### WRITTEN REQUEST 1
In the blog post on autonomous driving, which organization defined the five levels of autonomy?
### WRITTEN REQUEST 2
Please rewrite the blog post on autonomous driving between "The technology of autonomous" and "perhaps – the future.", inclusive, swapping "collision avoidance" for "lane keeping".

### PASSAGE
Solving Critical Challenges of Autonomous Driving

By Willard Tu

Sr. Director - Automotive Business Unit

Xilinx, Inc.

October 12, 2018

Blog

Solving Critical Challenges of Autonomous Driving

The technology of autonomous driving is building upon specific driver-assistance functions like adaptive cruise control or collision avoidance, temporary supervised auto-pilot, to fully self-driving.

The technology of “autonomous driving” is building upon specific driver-assistance functions like adaptive cruise control or collision avoidance, temporary supervised auto-pilot, to fully self-driving vehicles capable of completing journeys from beginning to end with no human intervention at all.

The five levels of autonomy (figure 1) defined by the American Society of Automotive Engineers (SAE) help to visualize the increasing extent of machine involvement in driving vehicles of today and – more importantly, perhaps – the future.

Figure 1. SAE levels of automotive autonomy, as defined by the American SAE.

### DATA BLOCK
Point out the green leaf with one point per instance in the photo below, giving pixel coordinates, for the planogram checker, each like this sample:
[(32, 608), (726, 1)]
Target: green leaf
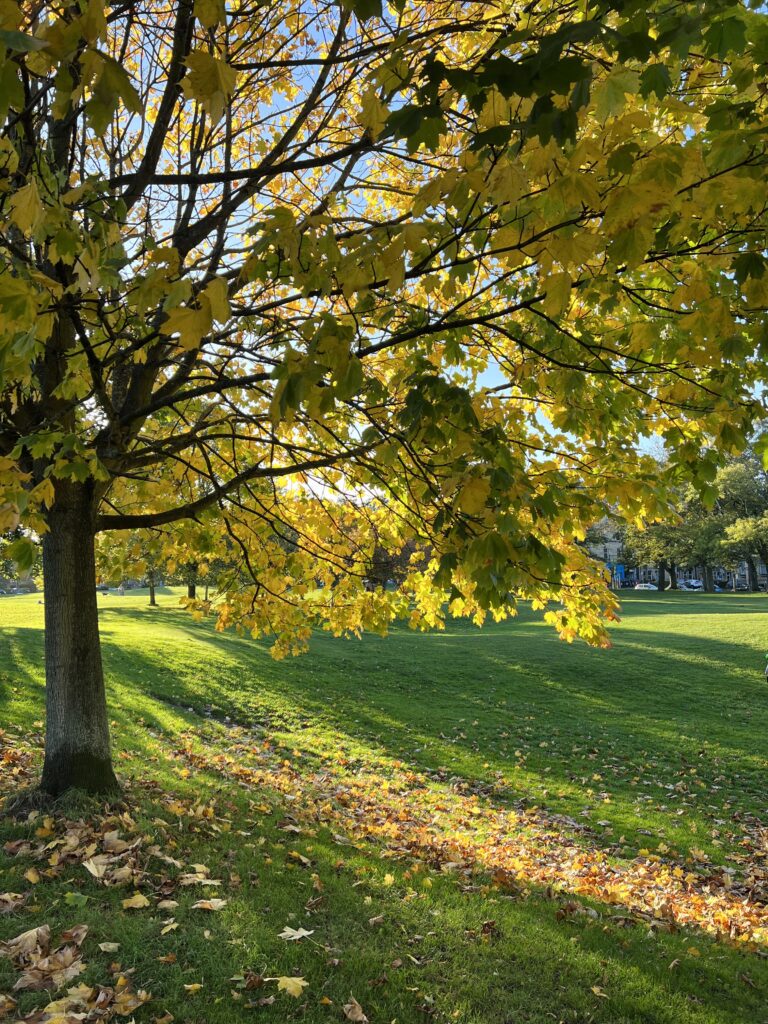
[(19, 42), (364, 8), (23, 552), (727, 36), (210, 81), (610, 94), (749, 265), (656, 79)]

### EXERCISE RESULT 1
The American Society of Automotive Engineers (SAE).

### EXERCISE RESULT 2
The technology of autonomous driving is building upon specific driver-assistance functions like adaptive cruise control or lane keeping, temporary supervised auto-pilot, to fully self-driving.

The technology of “autonomous driving” is building upon specific driver-assistance functions like adaptive cruise control or lane keeping, temporary supervised auto-pilot, to fully self-driving vehicles capable of completing journeys from beginning to end with no human intervention at all.

The five levels of autonomy (figure 1) defined by the American Society of Automotive Engineers (SAE) help to visualize the increasing extent of machine involvement in driving vehicles of today and – more importantly, perhaps – the future.